----- DATASET EXTRACT

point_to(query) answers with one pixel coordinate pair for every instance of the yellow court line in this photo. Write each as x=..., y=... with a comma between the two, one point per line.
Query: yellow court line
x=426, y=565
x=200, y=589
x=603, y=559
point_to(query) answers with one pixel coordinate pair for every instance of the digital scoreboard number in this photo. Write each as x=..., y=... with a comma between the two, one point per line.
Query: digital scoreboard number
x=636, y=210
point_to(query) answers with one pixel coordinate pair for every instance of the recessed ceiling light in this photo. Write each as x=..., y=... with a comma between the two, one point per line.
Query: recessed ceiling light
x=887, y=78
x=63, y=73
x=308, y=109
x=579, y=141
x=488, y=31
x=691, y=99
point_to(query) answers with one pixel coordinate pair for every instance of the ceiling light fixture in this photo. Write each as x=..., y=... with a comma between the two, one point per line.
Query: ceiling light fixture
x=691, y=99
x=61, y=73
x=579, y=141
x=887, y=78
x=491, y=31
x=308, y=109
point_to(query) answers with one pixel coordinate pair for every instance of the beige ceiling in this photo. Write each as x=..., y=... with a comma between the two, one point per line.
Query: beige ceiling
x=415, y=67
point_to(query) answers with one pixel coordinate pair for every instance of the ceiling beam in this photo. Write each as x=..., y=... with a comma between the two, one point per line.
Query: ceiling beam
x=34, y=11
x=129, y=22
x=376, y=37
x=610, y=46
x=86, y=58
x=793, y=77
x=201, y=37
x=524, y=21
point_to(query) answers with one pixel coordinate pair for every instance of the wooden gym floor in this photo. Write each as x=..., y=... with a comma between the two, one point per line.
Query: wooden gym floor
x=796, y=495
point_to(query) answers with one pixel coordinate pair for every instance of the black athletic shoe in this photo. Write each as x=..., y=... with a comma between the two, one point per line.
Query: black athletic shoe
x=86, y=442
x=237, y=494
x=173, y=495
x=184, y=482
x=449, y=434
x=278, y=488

----------

# THE EXERCISE
Copy every line of the records above verbatim.

# ANSWER TO THE TASK
point_to(query) answers with one pixel coordinate pair for every instance of the yellow court line in this photo. Write each as x=..., y=... with a comma between the two, one point per line.
Query: yellow court line
x=426, y=565
x=200, y=589
x=603, y=559
point_to(query) answers with one pixel coordinate pair for every instance of the digital scoreboard number in this photo. Write each as x=..., y=... with a comma between the two, one point per line.
Query: digital scoreboard number
x=636, y=210
point_to(query) answers with one pixel coordinate pair for every instance of the recessed ceiling light in this photo. Write each as x=..., y=... with a comma between the two, one point per line.
Query: recessed ceiling light
x=887, y=78
x=63, y=73
x=308, y=109
x=579, y=141
x=488, y=31
x=691, y=99
point_to(query) answers with one pixel coordinate pair for every instance of the ceiling light fixture in this photo. Write each as x=..., y=... with a comma between the two, one point per line.
Query: ceiling light fixture
x=691, y=99
x=61, y=73
x=579, y=141
x=887, y=78
x=491, y=31
x=308, y=109
point_to(query) answers with one pixel coordinate pair for every instance of the beige ceiling in this photo. Write each as x=..., y=... with a comma between the two, one point per line.
Query: beige ceiling
x=415, y=67
point_to(query) answers with one pixel coordinate pair for every instance of the ceiling beam in this photo. Write each as x=..., y=... with a comma between the two, one point per line.
Query: ceiling beam
x=34, y=11
x=129, y=22
x=376, y=37
x=610, y=46
x=86, y=58
x=793, y=77
x=201, y=37
x=524, y=21
point_to(query) answers with one pixel coordinate pair for every instance of the wooden gym floor in this photo. Write each as x=..., y=... with a comma between the two, one point per line.
Query: wooden gym floor
x=796, y=495
point_to(query) answers with one pixel coordinate pair for every instance of the black athletic shoe in this photo. Write each as x=..., y=... with a comma between the two, one point per line.
Query: black athletic shoe
x=86, y=442
x=237, y=494
x=173, y=495
x=184, y=482
x=449, y=434
x=278, y=488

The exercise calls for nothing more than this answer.